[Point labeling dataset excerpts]
▼▼▼
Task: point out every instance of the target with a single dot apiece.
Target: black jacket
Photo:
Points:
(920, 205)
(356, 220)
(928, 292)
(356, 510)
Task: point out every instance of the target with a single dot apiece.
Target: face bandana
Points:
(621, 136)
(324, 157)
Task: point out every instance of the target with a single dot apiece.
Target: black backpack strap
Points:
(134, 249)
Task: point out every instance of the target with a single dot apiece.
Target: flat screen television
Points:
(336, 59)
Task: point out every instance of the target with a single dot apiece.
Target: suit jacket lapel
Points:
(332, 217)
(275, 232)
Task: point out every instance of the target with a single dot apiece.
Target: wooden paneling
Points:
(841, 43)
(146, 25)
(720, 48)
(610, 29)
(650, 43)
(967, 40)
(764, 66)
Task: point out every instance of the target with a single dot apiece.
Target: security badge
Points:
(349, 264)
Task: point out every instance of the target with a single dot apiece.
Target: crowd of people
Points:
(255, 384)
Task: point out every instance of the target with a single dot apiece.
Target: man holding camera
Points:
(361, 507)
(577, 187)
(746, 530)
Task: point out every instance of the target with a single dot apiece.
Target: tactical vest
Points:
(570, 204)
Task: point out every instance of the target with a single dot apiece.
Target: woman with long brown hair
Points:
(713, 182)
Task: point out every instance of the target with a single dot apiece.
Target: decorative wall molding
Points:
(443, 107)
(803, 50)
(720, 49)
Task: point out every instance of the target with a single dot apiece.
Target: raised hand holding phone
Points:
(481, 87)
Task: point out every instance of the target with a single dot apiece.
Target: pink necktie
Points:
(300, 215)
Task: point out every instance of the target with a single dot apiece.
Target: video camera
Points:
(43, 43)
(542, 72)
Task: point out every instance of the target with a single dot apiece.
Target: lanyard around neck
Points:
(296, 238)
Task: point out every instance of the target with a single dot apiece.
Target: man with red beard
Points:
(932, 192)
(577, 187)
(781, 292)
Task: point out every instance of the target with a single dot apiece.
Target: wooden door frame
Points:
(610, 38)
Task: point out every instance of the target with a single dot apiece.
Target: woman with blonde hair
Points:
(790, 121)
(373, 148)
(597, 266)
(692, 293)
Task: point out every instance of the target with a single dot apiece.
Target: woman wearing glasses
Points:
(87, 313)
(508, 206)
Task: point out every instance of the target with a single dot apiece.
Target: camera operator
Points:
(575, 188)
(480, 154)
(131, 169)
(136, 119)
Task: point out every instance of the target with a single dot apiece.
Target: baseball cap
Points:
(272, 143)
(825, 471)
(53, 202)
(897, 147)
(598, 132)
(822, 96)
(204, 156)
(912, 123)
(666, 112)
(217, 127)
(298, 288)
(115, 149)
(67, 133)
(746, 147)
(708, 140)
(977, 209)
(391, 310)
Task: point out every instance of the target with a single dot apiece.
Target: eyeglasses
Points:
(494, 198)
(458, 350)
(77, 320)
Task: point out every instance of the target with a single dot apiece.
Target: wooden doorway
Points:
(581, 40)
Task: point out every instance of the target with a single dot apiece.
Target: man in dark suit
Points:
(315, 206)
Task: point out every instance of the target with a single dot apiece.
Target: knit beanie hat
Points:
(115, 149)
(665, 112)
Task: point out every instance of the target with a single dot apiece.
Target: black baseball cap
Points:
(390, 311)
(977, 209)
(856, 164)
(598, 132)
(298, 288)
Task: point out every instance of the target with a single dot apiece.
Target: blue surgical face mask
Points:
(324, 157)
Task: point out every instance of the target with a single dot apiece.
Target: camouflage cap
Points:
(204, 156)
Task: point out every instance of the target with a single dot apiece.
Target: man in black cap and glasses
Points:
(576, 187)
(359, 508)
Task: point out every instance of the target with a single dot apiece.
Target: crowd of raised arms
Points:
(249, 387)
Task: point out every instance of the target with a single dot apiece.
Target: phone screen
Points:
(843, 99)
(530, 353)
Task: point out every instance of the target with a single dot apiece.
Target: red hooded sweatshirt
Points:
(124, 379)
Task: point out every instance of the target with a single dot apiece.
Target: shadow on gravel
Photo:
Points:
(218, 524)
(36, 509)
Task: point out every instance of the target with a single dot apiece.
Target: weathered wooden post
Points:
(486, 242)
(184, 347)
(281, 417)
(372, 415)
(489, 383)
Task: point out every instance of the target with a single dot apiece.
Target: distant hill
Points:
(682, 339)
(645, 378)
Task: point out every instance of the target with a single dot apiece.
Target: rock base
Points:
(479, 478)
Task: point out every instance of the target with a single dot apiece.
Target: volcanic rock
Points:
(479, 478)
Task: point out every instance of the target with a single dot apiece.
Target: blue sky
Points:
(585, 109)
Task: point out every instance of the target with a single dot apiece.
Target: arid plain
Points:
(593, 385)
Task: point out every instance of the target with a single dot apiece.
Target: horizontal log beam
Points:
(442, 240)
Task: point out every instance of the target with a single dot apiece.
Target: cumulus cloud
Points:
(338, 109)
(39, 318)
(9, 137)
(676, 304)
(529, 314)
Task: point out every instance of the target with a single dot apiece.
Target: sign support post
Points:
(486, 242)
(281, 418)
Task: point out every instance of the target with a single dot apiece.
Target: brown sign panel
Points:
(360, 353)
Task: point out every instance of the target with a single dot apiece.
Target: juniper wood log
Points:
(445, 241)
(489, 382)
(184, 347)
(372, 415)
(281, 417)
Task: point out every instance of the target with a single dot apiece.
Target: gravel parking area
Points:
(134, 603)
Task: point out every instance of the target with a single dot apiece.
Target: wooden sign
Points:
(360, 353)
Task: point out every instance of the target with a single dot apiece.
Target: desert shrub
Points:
▲▲▲
Exercise instructions:
Copy out the full listing exactly.

Response for this exercise:
Task: point out every instance of the target with a single dot apiece.
Target: black jacket
Photo:
Points:
(920, 205)
(356, 220)
(928, 292)
(356, 510)
Task: point out every instance of the target with a single dot apiece.
Target: face bandana
Points:
(621, 136)
(324, 157)
Task: point out every instance of the target with a single dot apiece.
Target: black backpack strap
Points:
(134, 249)
Task: point out every instance of the target with a single dot apiece.
Target: flat screen television
Points:
(336, 59)
Task: point out every instance of the target with a single dot apiece.
Target: suit jacket lapel
Points:
(332, 217)
(275, 232)
Task: point out every instance of the target with a single dot apiece.
Target: wooden paneling
Points:
(841, 43)
(146, 25)
(720, 48)
(610, 29)
(650, 43)
(967, 40)
(764, 66)
Task: point out every instance of the target with a single dot apiece.
Target: security badge
Points:
(349, 264)
Task: point out every instance of the target with a single dot apiece.
Target: crowd of people
Points:
(255, 384)
Task: point out every instance of the target with a single dot apiece.
Target: man holding camera
Points:
(361, 507)
(577, 187)
(746, 530)
Task: point out every instance of the target with a single dot apiece.
Target: tactical vest
Points:
(570, 204)
Task: point out every instance of the target with a single dot apiece.
Target: woman with long brown hair
Points:
(713, 182)
Task: point out every instance of the target with a single dot apiece.
Target: decorative wall molding
Points:
(443, 107)
(803, 50)
(720, 49)
Task: point out every instance of the target with a single dot apiece.
Target: raised hand holding phone
Points:
(481, 87)
Task: point out every instance of the target with a single dot apiece.
Target: pink necktie
Points:
(300, 215)
Task: point out every instance of the target with a single dot apiece.
Target: video camera
Points:
(43, 43)
(542, 72)
Task: point out every instance of the target with a single dot apiece.
Target: lanyard around neck
Points:
(296, 238)
Task: point out every instance of the target with a single dot apiece.
Target: man with red beard
Points:
(932, 192)
(577, 187)
(781, 292)
Task: point out every instance of the target with a single dot apiece.
Target: wooden door frame
Points:
(610, 38)
Task: point out every instance of the target with a single dot apiece.
Target: woman with blonde hair
Points:
(790, 121)
(373, 148)
(597, 266)
(692, 293)
Task: point out every instance of the target with a single dot apiece.
Target: woman wearing glasses
Points:
(87, 313)
(508, 206)
Task: point out every instance of the target with a single dot apiece.
Target: camera operator
Points:
(575, 188)
(480, 154)
(131, 169)
(136, 119)
Task: point out every instance of the target with a single dot apiece.
Target: baseball cap
Points:
(272, 143)
(825, 471)
(53, 202)
(897, 147)
(598, 132)
(822, 96)
(204, 156)
(912, 123)
(666, 112)
(217, 127)
(298, 288)
(115, 149)
(67, 133)
(746, 147)
(708, 140)
(977, 209)
(391, 310)
Task: point out every instance of the target with a single dot apiece.
Target: eyeglasses
Points:
(494, 198)
(458, 350)
(77, 320)
Task: point out every instance of the target with a single dot apiece.
Target: wooden doorway
Points:
(581, 40)
Task: point out every instance of the target with a single dot apiece.
Target: man in dark suit
Points:
(315, 206)
Task: point out every instance of the target with a single dot apiece.
Target: knit beanie hat
Points:
(115, 149)
(665, 112)
Task: point out every instance of the target with a single dot apiece.
Target: black baseball cap
Points:
(390, 311)
(977, 209)
(856, 164)
(598, 132)
(298, 288)
Task: point out every instance of the target with a single dot apiece.
Target: blue surgical face mask
Points:
(324, 157)
Task: point out every instance of the target with a single dot apiece.
Target: camouflage cap
Points:
(204, 156)
Task: point out every instance of the target with a single dot apiece.
Target: man in black cap and glasses
Points:
(576, 187)
(359, 508)
Task: point out every instance of the target with a single dot apiece.
Target: crowd of raised arms
Points:
(249, 387)
Task: point out every instance of the target with a single dot apiece.
Target: phone screen
Points:
(843, 99)
(530, 353)
Task: point out every instance of the target with a single dot apiece.
Target: red hooded sweatshirt
Points:
(124, 379)
Task: point out every instance of the target with a single dot apiece.
Target: shadow on gravel
Photo:
Points:
(218, 524)
(36, 509)
Task: point out every instance of the target with a single dot apiece.
Target: weathered wooden post
Points:
(486, 242)
(184, 347)
(281, 417)
(372, 415)
(489, 383)
Task: point out every instance of the target with a single dot apiece.
Target: distant hill
Points:
(682, 339)
(645, 378)
Task: point out every instance of the target with a single dot apiece.
Target: rock base
Points:
(479, 478)
Task: point out every instance of the target with a single dot apiece.
Target: volcanic rock
Points:
(479, 478)
Task: point out every instance of the target with a single dot apiece.
Target: blue sky
Points:
(585, 109)
Task: point out every instance of the target with a single dot apiece.
Target: arid plain
Points:
(593, 385)
Task: point out every instance of the target with a single dot apiece.
Target: horizontal log beam
Points:
(442, 240)
Task: point out every instance of the target with a single dot apiece.
Target: cumulus cloud
Points:
(338, 109)
(39, 318)
(9, 137)
(676, 304)
(529, 314)
Task: point out every instance of the target with a single dot apiece.
Target: sign support post
Points:
(486, 242)
(281, 418)
Task: point out every instance of the target with a single dot apiece.
Target: brown sign panel
Points:
(360, 353)
Task: point out every instance of the target with a single dot apiece.
Target: juniper wood log
Points:
(445, 241)
(489, 382)
(184, 347)
(372, 415)
(281, 417)
Task: point out every instance of the target with a single dot apiece.
Target: gravel parking area
Points:
(134, 603)
Task: point out every instance of the target with a single dot apiece.
Target: wooden sign
Points:
(360, 353)
Task: point out every instance of the target with a single dot apiece.
Target: desert shrub
Points:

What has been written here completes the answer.